### TEXTO FORNECIDO

O Globo
Parcela significativa dos brasileiros
acredita que as eleições presidenciais foram fraudadas
Peço desculpas ao leitor por retomar o
assunto 8 de Janeiro, mas a pesquisa AtlasIntel divulgada no começo da semana
traz dados preocupantes que merecem comentário. Ao contrário das pesquisas
Quaest e Datafolha, que mostraram apoio bastante baixo à invasão das sedes dos
três Poderes, a da AtlasIntel mostrou sustentação relevante. E também traz
pistas que podem explicar por que isso acontece.
Enquanto a pesquisa Quaest registrou apoio de apenas 6% à invasão do Congresso, Palácio do Planalto e STF, a Atlas mostrou 15% de concordância com a ocupação dos três Poderes. A diferença entre as duas pesquisas, 9 pontos percentuais, é grande, acima da margem de erro, e merece análise.
Se a diferença fosse menor, mais perto das
margens de erro, poderia ser explicada pela precisão das diferentes
metodologias. Enquanto a Quaest faz entrevistas presenciais domiciliares, a
AtlasIntel usa uma metodologia de recrutamento digital.
Até pouco tempo atrás havia um entendimento
consolidado de que as entrevistas domiciliares eram mais precisas e constituíam
o “padrão ouro” do mercado. Porém, nas últimas eleições, a metodologia da
AtlasIntel tem surpreendido, apresentando resultados mais precisos que os
obtidos com entrevistas presenciais, usadas tanto pela Quaest como pelo Ipec
(antigo Ibope).
Outra possível explicação para a diferença
nos números seria a formulação das perguntas. Enquanto a Quaest pergunta se há
apoio à “invasão”, termo mais condenatório, a AtlasIntel pergunta se há
concordância com a “ocupação”, termo mais neutro (apesar disso, logo na
pergunta seguinte, a AtlasIntel adota também “invasão”).
Seja o que for, 15% de concordância com os
eventos violentos do 8 de Janeiro é um apoio expressivo — um em cada seis
brasileiros. E não se limita a isso. Quando se pergunta de maneira mais
nuançada se a “invasão” foi justificada, incríveis 29% consideram que sim, em
alguma medida; 15% acham parcialmente justificada; e 14%, completamente
justificada.
A pesquisa tenta entender as causas desse
apoio e como são vistas as consequências dos atos. Impressionantes 38%
acreditam que Bolsonaro ganhou a eleição presidencial de 2022, e não Lula —
acreditam que houve fraude. Entre os eleitores de Bolsonaro, a crença na fraude
eleitoral é de 85%! Vinte e um por cento dos brasileiros acreditam que a
principal razão de os manifestantes terem ocupado o Congresso foi a fraude
eleitoral — entre os eleitores de Bolsonaro, esse entendimento chega a 44%.

######
### INFORMAÇÕES EXTRAÍDAS

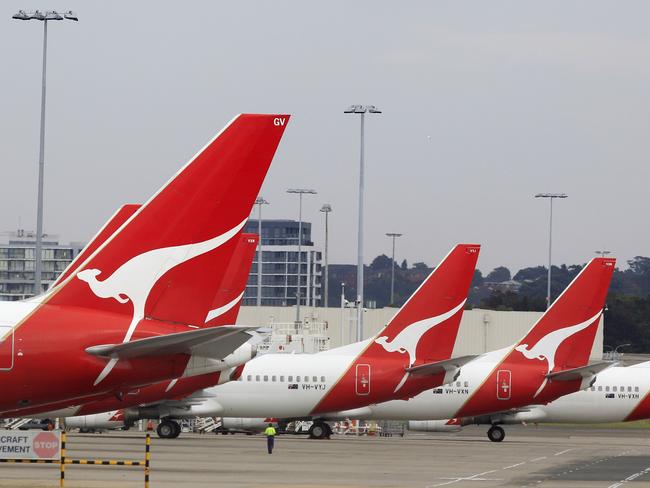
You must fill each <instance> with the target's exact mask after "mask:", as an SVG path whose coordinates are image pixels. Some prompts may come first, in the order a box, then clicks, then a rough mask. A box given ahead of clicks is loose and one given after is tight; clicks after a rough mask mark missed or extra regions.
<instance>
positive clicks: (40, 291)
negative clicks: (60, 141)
mask: <svg viewBox="0 0 650 488" xmlns="http://www.w3.org/2000/svg"><path fill="white" fill-rule="evenodd" d="M46 71H47V19H45V20H44V21H43V78H42V81H41V136H40V147H39V150H38V204H37V210H36V246H35V249H34V254H35V256H34V257H35V259H36V263H35V264H34V295H40V294H41V291H42V290H41V287H42V285H41V281H42V275H43V271H42V270H43V256H42V254H43V185H44V182H43V179H44V173H45V85H46V76H45V75H46Z"/></svg>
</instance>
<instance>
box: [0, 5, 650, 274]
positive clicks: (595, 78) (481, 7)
mask: <svg viewBox="0 0 650 488" xmlns="http://www.w3.org/2000/svg"><path fill="white" fill-rule="evenodd" d="M57 1H58V3H51V2H50V3H43V2H32V1H28V0H24V1H13V0H11V1H7V0H5V1H3V2H2V5H1V12H2V16H1V18H0V53H1V56H2V69H1V72H2V76H1V77H0V86H1V88H2V89H1V90H0V106H1V107H2V110H1V111H0V134H1V135H0V141H1V143H0V165H1V168H2V173H1V174H2V183H3V184H2V190H1V191H0V230H14V229H16V228H18V226H20V227H22V228H26V229H33V228H35V220H36V218H35V213H36V211H35V201H36V186H37V161H38V130H39V110H40V81H41V78H40V77H41V43H42V23H40V22H36V21H31V22H22V21H16V20H12V19H11V15H12V14H13V13H15V12H16V11H17V10H18V9H19V8H24V9H34V8H44V9H45V8H58V9H60V10H66V9H73V10H75V11H76V12H77V13H78V15H79V18H80V21H79V22H78V23H74V22H69V21H65V22H58V23H51V24H50V25H49V51H48V54H49V57H48V101H47V126H46V127H47V142H46V193H45V197H46V200H45V203H46V212H45V231H46V232H49V233H58V234H60V235H61V236H62V238H63V239H64V240H81V241H83V240H87V239H89V238H90V237H91V236H92V235H93V234H94V232H95V231H96V230H97V229H98V227H99V226H100V225H102V224H103V222H104V221H105V220H106V219H107V218H108V217H109V216H110V214H112V213H113V211H114V210H115V209H116V208H117V207H118V206H119V205H121V204H122V203H125V202H142V201H144V200H146V199H147V198H148V197H149V196H150V194H152V193H153V192H154V191H155V190H156V189H157V188H158V187H159V186H160V185H161V184H163V183H164V182H165V181H166V180H167V179H168V178H169V177H170V176H171V175H172V174H173V173H174V172H175V171H176V170H177V169H178V168H179V167H180V166H181V165H182V164H184V162H185V161H186V160H187V159H188V158H189V157H190V156H192V155H193V154H194V152H195V151H196V150H197V149H198V148H200V147H201V146H202V145H203V144H204V143H205V142H206V141H207V140H209V139H210V138H211V137H212V136H213V135H214V134H215V133H216V132H217V131H218V130H220V129H221V128H222V127H223V126H224V124H226V123H227V122H228V121H229V120H230V119H231V118H232V117H233V115H235V114H237V113H240V112H282V113H290V114H293V118H292V120H291V122H290V124H289V127H288V129H287V131H286V132H285V136H284V139H283V141H282V143H281V146H280V149H279V151H278V153H277V155H276V158H275V160H274V162H273V164H272V166H271V170H270V172H269V175H268V177H267V179H266V182H265V184H264V187H263V189H262V195H263V196H264V197H265V198H266V199H267V200H269V201H270V202H271V205H269V206H266V207H265V208H264V212H265V216H266V217H269V218H297V215H298V205H297V203H298V202H297V197H296V196H295V195H288V194H286V193H285V190H286V189H287V188H289V187H307V188H314V189H315V190H317V191H318V195H315V196H308V197H306V198H305V205H304V216H305V219H306V220H310V221H312V222H313V223H314V237H315V240H316V241H317V242H319V243H322V240H323V233H324V232H323V227H324V225H323V214H322V213H319V212H318V209H319V208H320V207H321V205H322V204H323V203H325V202H327V203H330V204H331V205H332V206H333V209H334V211H333V212H332V213H331V214H330V229H331V232H330V250H331V251H330V262H333V263H353V262H355V261H356V217H357V207H356V201H357V185H358V152H359V120H358V117H357V116H351V115H345V114H343V109H345V108H346V107H347V106H348V105H349V104H352V103H363V104H374V105H376V106H377V107H379V108H381V109H382V110H383V112H384V113H383V114H381V115H377V116H370V117H368V120H367V124H366V136H367V137H366V155H367V161H366V162H367V193H366V197H367V198H366V216H367V225H366V246H365V255H366V257H367V259H366V262H370V260H371V259H372V258H374V257H375V256H376V255H378V254H380V253H382V252H383V253H387V254H389V253H390V241H389V239H388V238H387V237H385V236H384V234H385V233H386V232H401V233H403V234H404V237H402V238H401V239H400V240H399V242H398V249H397V259H399V260H401V259H403V258H406V259H408V261H409V262H410V263H411V262H413V261H424V262H426V263H427V264H429V265H431V264H434V263H437V262H438V261H439V260H440V259H441V258H442V257H443V256H444V255H445V254H446V252H447V250H448V249H449V248H450V247H451V246H452V245H453V244H454V243H456V242H460V241H464V242H477V243H480V244H482V245H483V250H482V253H481V258H480V261H479V268H480V269H482V270H483V271H484V272H487V271H489V270H491V269H492V268H494V267H495V266H498V265H506V266H508V267H510V268H511V269H512V270H517V269H519V268H521V267H524V266H532V265H537V264H543V263H545V262H546V261H547V252H548V250H547V246H548V202H547V201H541V200H536V199H534V198H533V195H534V194H535V193H537V192H566V193H568V194H569V198H568V199H566V200H563V201H559V202H556V204H555V214H554V216H555V226H554V262H556V263H579V262H585V261H586V260H588V259H589V258H590V257H592V256H593V255H594V251H595V250H597V249H603V248H605V249H608V250H612V251H614V252H615V255H616V256H617V257H618V258H619V262H620V263H622V262H624V261H626V260H628V259H630V258H632V257H633V256H635V255H646V256H647V255H650V249H649V247H650V226H649V225H648V204H649V203H650V186H649V181H650V179H649V177H650V169H649V164H648V163H649V159H650V158H649V156H650V154H649V153H650V147H649V145H650V134H649V130H648V129H649V125H650V124H649V122H648V119H649V116H650V36H649V31H650V27H649V26H648V18H650V4H649V3H648V2H645V1H636V2H635V1H627V2H611V1H607V2H604V1H594V0H588V1H567V0H562V1H545V2H521V1H491V2H485V1H475V2H462V1H445V2H442V1H431V0H429V1H422V2H415V1H409V2H380V1H367V2H365V1H364V2H361V1H354V2H350V1H328V2H318V3H317V2H309V1H280V0H274V1H255V2H245V1H242V2H232V1H231V2H218V1H204V2H199V1H193V2H192V1H188V2H162V1H138V2H126V1H111V2H100V1H73V0H57Z"/></svg>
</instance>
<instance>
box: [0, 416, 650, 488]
mask: <svg viewBox="0 0 650 488" xmlns="http://www.w3.org/2000/svg"><path fill="white" fill-rule="evenodd" d="M505 428H506V432H507V436H506V439H505V440H504V441H503V442H501V443H493V442H490V441H488V440H487V438H486V436H485V431H486V428H485V427H484V426H480V427H468V428H465V429H464V430H463V431H462V432H460V433H452V434H447V433H436V434H419V433H410V432H409V433H407V435H406V436H405V437H404V438H402V437H388V438H386V437H355V436H333V437H332V439H331V440H322V441H315V440H309V439H307V438H305V437H298V436H291V435H283V436H279V437H278V439H277V440H276V449H275V451H274V453H273V454H272V455H268V454H267V452H266V441H265V439H264V437H263V436H261V435H255V436H246V435H228V436H224V435H214V434H203V435H199V434H182V435H181V437H180V438H178V439H158V438H157V437H155V436H154V438H153V439H152V447H151V457H152V461H151V487H152V488H159V487H160V488H163V487H164V488H167V487H201V488H202V487H237V488H240V487H253V486H262V487H267V488H277V487H307V488H324V487H345V488H359V487H417V488H433V487H443V486H445V487H446V486H449V487H451V488H461V487H472V488H483V487H485V488H488V487H497V486H499V487H544V488H560V487H562V488H592V487H604V488H618V487H625V488H641V487H646V486H647V487H650V431H649V430H644V429H639V430H636V429H635V430H632V429H619V430H607V429H587V428H580V429H577V428H566V427H554V426H553V427H551V426H543V427H534V426H530V427H522V426H510V427H509V426H506V427H505ZM68 456H69V457H77V458H98V459H131V460H139V459H143V458H144V435H143V434H142V433H136V432H131V431H129V432H113V433H106V434H87V435H79V434H70V435H68ZM56 486H59V485H58V466H56V465H9V464H3V465H0V487H2V488H4V487H12V488H14V487H29V488H44V487H56ZM65 486H69V487H76V488H78V487H88V488H107V487H111V488H114V487H115V488H117V487H124V488H127V487H128V488H131V487H142V486H144V471H143V469H142V468H139V467H124V466H77V465H74V466H69V465H68V466H66V482H65Z"/></svg>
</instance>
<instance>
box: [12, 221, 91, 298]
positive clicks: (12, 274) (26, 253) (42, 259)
mask: <svg viewBox="0 0 650 488" xmlns="http://www.w3.org/2000/svg"><path fill="white" fill-rule="evenodd" d="M35 247H36V236H35V234H34V232H27V231H24V230H18V231H15V232H10V233H9V237H8V239H7V242H6V243H5V244H0V300H1V301H7V300H22V299H24V298H29V297H31V296H34V294H35V293H34V265H35V263H36V261H35V259H34V256H35V254H34V249H35ZM82 248H83V244H81V243H71V244H60V243H59V240H58V236H56V235H45V236H44V237H43V246H42V273H41V279H42V282H41V286H42V290H41V291H45V290H47V288H48V287H49V286H50V284H52V282H53V281H54V280H55V279H56V278H57V276H59V275H60V274H61V272H62V271H63V270H64V269H65V268H66V267H67V266H68V264H70V262H72V260H73V259H74V258H75V257H76V256H77V254H79V252H80V251H81V249H82Z"/></svg>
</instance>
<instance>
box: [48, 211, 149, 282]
mask: <svg viewBox="0 0 650 488" xmlns="http://www.w3.org/2000/svg"><path fill="white" fill-rule="evenodd" d="M141 206H142V205H140V204H126V205H122V206H121V207H120V208H119V209H118V210H117V212H115V213H114V214H113V215H112V216H111V218H110V219H108V222H106V223H105V224H104V227H102V228H101V229H100V230H99V232H98V233H97V234H95V237H93V238H92V239H91V240H90V242H89V243H88V244H86V247H84V248H83V250H82V251H81V252H80V253H79V254H77V257H75V258H74V259H73V260H72V262H71V263H70V264H69V265H68V267H67V268H66V269H65V270H64V271H63V273H61V274H60V275H59V277H58V278H57V279H56V280H55V281H54V282H53V283H52V286H50V288H54V287H55V286H57V285H59V284H61V283H63V282H64V281H65V280H66V278H67V277H68V276H70V275H71V274H72V273H74V272H75V271H76V270H77V269H79V266H80V265H81V264H82V263H83V262H84V261H85V260H86V259H88V258H89V257H90V256H91V255H92V253H94V252H95V251H96V250H97V248H98V247H99V246H101V245H102V244H103V243H104V242H105V241H106V239H108V238H109V237H110V236H112V235H113V233H114V232H115V231H116V230H117V229H119V228H120V227H121V226H122V224H123V223H124V222H126V221H127V220H129V219H130V218H131V216H132V215H133V214H134V213H135V212H136V211H137V210H138V209H139V208H140V207H141Z"/></svg>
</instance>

######

- _TAREFAS A REALIZAR_
1. Reproduza do texto todo o trecho que vai de "Seja o que for, 15%" até "chega a 44%.".
2. De acordo com o texto, qual é o percentual de crença na fraude eleitoral entre os eleitores de Bolsonaro?
3. Reescreva de forma mais concisa o parágrafo do texto que começa com "Enquanto a pesquisa Quaest registrou", mantendo seus dados principais.
Responda com base somente no texto, sem recorrer à listagem.

- _RESPOSTAS DAS TAREFAS_
1.
Seja o que for, 15% de concordância com os
eventos violentos do 8 de Janeiro é um apoio expressivo — um em cada seis
brasileiros. E não se limita a isso. Quando se pergunta de maneira mais
nuançada se a “invasão” foi justificada, incríveis 29% consideram que sim, em
alguma medida; 15% acham parcialmente justificada; e 14%, completamente
justificada.
A pesquisa tenta entender as causas desse
apoio e como são vistas as consequências dos atos. Impressionantes 38%
acreditam que Bolsonaro ganhou a eleição presidencial de 2022, e não Lula —
acreditam que houve fraude. Entre os eleitores de Bolsonaro, a crença na fraude
eleitoral é de 85%! Vinte e um por cento dos brasileiros acreditam que a
principal razão de os manifestantes terem ocupado o Congresso foi a fraude
eleitoral — entre os eleitores de Bolsonaro, esse entendimento chega a 44%.

2. 85%.

3. A Quaest registrou 6% de apoio à invasão do Congresso, do Palácio do Planalto e do STF. Já a Atlas mostrou 15% de concordância com a ocupação dos três Poderes. A diferença de 9 pontos percentuais é grande, supera a margem de erro e merece análise.